§ Short problem: Please pull out every line of the items below that contains the word "wooden", and copy each one unchanged. Matching is case-sensitive.

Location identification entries

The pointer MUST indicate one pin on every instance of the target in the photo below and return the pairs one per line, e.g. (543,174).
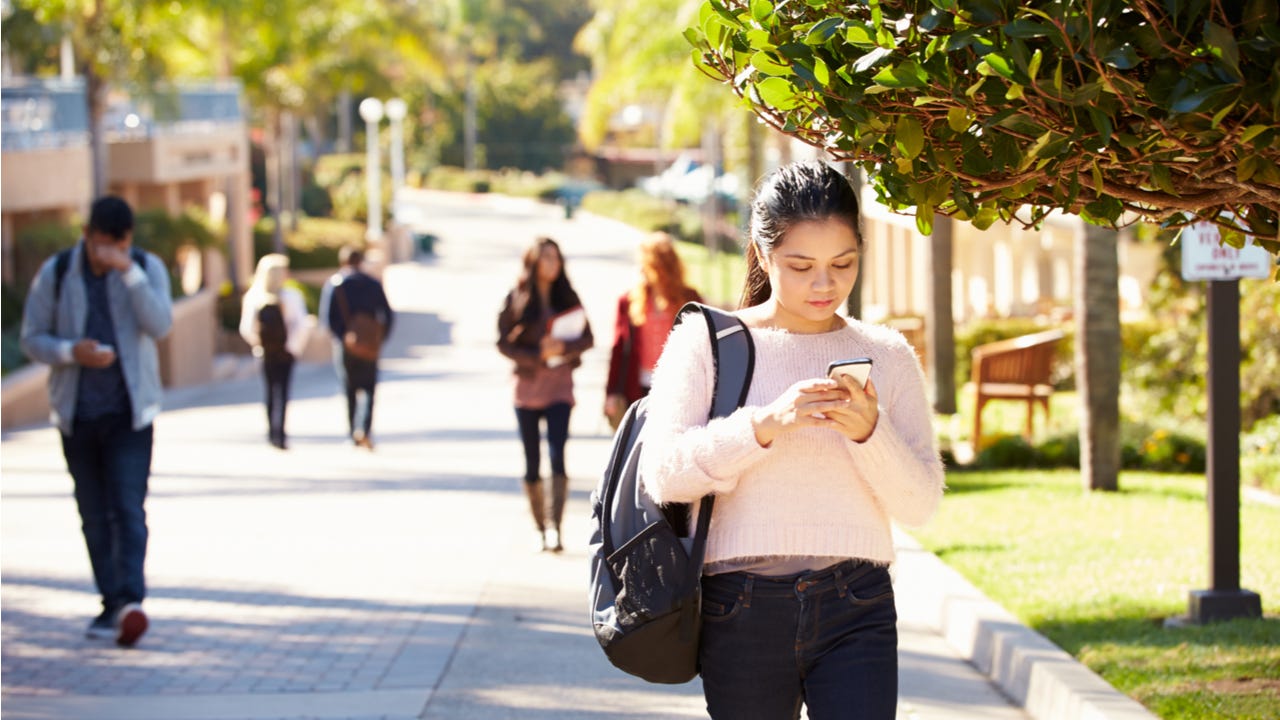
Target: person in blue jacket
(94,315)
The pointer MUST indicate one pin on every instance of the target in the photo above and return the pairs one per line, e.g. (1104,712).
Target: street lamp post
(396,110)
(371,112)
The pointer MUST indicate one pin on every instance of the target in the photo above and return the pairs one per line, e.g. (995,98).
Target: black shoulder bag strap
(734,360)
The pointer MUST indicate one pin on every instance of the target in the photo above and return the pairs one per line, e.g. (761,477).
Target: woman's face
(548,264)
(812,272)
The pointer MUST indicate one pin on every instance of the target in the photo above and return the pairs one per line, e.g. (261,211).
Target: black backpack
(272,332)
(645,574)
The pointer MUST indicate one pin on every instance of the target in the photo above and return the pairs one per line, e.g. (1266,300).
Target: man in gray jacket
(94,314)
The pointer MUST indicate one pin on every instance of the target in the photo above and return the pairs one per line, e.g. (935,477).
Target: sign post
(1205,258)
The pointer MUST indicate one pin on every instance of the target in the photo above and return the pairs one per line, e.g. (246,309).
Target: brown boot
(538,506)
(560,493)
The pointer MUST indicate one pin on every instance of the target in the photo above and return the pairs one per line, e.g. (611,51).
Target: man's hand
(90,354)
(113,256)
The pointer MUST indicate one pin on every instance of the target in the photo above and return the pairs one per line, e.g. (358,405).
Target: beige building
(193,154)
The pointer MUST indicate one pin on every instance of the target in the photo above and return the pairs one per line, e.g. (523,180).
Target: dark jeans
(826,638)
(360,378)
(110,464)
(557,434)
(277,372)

---

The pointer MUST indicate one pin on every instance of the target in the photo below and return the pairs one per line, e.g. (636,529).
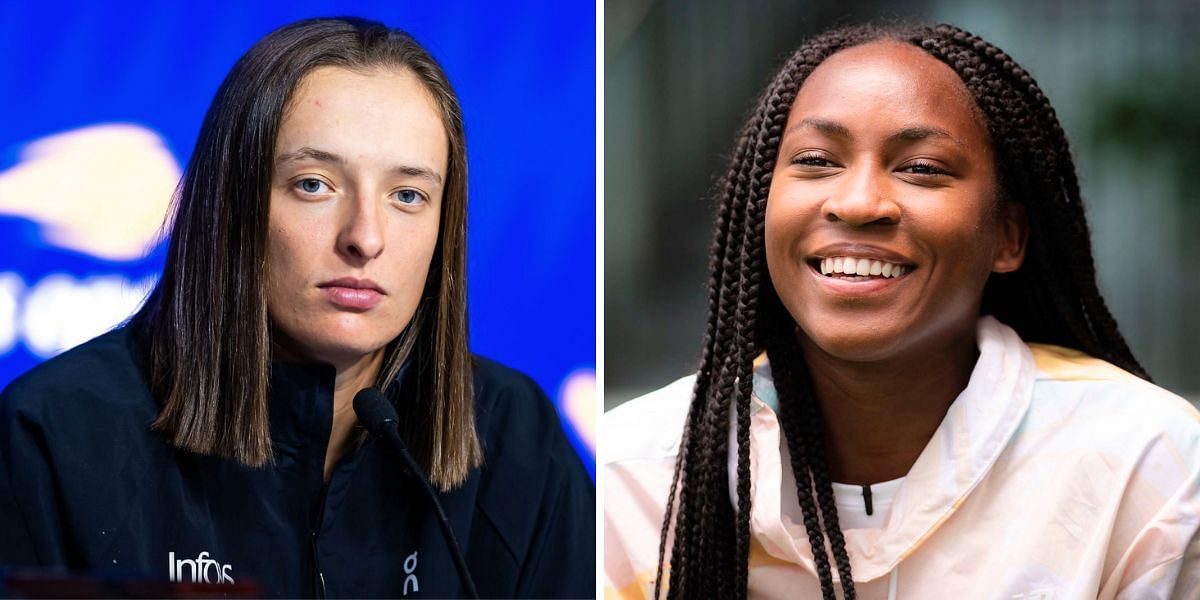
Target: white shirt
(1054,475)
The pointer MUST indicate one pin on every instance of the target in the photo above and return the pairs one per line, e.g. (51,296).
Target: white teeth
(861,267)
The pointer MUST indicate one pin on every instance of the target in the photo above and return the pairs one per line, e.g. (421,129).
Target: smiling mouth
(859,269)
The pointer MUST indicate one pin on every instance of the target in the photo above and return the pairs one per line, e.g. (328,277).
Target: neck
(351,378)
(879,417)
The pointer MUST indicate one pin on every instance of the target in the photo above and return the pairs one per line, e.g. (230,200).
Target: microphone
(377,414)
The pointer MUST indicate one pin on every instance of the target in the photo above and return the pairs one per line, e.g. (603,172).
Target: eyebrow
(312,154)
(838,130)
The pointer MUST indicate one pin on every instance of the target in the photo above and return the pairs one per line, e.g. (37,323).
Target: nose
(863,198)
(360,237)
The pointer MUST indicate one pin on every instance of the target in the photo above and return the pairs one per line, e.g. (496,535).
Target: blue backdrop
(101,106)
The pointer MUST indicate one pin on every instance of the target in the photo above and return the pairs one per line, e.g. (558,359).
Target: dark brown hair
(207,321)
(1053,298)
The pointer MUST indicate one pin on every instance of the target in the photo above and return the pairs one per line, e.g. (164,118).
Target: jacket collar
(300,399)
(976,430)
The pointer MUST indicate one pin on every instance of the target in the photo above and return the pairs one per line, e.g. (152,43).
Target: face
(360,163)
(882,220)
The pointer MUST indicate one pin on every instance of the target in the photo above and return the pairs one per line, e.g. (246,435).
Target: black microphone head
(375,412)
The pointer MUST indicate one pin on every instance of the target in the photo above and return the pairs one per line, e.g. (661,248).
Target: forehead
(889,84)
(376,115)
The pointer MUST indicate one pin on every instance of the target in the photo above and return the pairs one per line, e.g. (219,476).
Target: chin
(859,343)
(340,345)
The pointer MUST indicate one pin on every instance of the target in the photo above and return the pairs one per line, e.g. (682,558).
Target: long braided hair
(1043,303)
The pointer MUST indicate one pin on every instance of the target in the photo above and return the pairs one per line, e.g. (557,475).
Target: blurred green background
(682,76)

---

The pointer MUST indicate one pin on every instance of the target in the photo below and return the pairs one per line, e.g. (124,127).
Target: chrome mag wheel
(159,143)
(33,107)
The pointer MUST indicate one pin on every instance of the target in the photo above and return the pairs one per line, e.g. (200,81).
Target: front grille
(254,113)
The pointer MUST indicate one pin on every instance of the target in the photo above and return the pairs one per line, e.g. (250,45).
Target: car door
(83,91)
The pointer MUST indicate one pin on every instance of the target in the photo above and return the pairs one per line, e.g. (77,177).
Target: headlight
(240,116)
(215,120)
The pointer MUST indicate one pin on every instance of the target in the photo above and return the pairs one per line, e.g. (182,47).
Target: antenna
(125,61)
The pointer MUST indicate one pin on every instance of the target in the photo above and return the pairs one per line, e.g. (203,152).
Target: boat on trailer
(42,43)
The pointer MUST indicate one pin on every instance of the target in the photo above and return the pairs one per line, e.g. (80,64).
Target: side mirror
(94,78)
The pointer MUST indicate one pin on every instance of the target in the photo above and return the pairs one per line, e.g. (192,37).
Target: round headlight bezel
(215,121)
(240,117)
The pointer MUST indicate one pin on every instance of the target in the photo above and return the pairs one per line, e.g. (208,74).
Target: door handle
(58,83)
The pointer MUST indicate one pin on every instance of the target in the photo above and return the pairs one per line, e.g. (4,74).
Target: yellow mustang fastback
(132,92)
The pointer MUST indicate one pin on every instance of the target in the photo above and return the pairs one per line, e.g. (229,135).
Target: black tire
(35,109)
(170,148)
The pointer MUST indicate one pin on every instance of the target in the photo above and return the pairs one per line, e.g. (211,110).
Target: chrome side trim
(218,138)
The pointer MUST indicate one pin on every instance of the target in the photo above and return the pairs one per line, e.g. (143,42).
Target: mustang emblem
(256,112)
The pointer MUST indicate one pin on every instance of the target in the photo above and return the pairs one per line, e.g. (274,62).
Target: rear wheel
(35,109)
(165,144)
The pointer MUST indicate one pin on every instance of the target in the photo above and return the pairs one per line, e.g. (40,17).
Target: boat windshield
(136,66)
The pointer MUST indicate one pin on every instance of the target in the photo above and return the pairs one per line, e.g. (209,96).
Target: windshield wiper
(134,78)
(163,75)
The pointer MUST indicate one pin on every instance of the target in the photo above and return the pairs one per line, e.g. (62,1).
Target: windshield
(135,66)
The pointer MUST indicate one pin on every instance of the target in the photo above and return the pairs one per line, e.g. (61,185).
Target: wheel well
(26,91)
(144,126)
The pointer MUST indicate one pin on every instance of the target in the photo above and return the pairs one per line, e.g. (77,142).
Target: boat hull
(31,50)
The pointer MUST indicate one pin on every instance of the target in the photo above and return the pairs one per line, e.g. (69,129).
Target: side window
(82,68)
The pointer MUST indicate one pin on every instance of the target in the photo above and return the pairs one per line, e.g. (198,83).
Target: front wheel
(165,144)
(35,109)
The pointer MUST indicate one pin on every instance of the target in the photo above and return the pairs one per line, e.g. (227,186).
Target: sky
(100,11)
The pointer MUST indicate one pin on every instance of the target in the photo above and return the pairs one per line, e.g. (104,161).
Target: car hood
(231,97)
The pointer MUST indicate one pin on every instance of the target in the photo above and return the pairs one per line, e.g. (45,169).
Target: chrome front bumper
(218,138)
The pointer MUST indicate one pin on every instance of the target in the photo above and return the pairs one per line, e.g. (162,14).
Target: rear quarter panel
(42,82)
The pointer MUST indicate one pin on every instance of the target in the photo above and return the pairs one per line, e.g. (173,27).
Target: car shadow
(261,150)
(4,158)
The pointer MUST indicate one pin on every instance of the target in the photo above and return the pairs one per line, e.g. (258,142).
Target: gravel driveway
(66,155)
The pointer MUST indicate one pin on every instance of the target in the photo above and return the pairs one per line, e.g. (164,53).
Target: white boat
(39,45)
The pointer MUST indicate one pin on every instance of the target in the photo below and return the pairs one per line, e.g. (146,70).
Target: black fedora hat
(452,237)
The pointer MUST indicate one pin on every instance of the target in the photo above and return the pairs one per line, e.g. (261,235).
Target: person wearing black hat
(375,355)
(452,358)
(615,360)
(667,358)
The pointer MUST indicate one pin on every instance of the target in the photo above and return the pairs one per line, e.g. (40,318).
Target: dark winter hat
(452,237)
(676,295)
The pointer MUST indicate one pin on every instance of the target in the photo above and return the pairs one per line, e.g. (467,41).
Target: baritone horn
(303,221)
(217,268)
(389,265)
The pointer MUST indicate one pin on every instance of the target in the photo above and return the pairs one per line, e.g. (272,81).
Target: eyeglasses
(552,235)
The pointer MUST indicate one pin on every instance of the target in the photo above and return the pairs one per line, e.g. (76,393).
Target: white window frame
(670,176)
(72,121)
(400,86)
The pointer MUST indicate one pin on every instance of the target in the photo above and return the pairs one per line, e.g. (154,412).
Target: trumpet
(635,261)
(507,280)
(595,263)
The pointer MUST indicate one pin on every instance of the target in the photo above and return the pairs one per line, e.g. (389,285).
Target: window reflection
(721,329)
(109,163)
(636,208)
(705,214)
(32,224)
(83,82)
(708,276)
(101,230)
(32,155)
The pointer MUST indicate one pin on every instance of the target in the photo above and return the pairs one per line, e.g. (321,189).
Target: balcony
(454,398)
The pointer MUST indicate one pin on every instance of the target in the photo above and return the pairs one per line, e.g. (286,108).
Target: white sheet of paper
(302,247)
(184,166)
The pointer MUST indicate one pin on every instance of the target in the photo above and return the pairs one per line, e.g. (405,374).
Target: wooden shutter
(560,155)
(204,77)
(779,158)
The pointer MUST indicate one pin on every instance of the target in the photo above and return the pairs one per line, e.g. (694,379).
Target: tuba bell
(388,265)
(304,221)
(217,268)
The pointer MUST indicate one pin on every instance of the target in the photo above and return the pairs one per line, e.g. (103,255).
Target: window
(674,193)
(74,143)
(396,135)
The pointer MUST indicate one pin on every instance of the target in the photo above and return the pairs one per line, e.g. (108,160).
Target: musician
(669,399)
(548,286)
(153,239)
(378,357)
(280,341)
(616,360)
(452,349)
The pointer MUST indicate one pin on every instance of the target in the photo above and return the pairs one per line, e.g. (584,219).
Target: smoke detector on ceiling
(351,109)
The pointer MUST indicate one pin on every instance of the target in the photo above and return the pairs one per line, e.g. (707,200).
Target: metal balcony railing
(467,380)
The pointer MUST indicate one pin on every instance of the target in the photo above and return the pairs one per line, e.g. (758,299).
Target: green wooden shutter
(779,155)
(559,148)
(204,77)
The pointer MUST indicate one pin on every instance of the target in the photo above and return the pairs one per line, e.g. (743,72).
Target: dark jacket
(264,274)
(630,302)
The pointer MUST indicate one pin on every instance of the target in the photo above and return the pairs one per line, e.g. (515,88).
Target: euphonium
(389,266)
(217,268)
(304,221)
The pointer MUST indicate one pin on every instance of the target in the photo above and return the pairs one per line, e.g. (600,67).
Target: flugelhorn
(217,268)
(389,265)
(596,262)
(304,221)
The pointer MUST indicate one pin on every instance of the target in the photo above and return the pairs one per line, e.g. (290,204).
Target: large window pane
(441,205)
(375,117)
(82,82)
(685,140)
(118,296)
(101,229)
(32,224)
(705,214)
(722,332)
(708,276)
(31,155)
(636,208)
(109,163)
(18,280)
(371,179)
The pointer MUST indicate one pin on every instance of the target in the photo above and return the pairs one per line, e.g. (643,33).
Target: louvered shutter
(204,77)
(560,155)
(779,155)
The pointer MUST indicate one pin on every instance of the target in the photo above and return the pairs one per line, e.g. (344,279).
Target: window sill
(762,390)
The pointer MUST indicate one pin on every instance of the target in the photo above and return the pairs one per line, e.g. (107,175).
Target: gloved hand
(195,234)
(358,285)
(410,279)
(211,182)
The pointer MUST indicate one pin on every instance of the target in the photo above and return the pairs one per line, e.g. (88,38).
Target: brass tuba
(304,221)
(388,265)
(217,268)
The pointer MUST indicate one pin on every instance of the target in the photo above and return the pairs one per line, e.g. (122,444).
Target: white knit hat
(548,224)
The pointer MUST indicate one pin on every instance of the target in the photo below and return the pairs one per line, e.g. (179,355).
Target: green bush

§ Complete response:
Target: wooden shutter
Target: green wooden shutter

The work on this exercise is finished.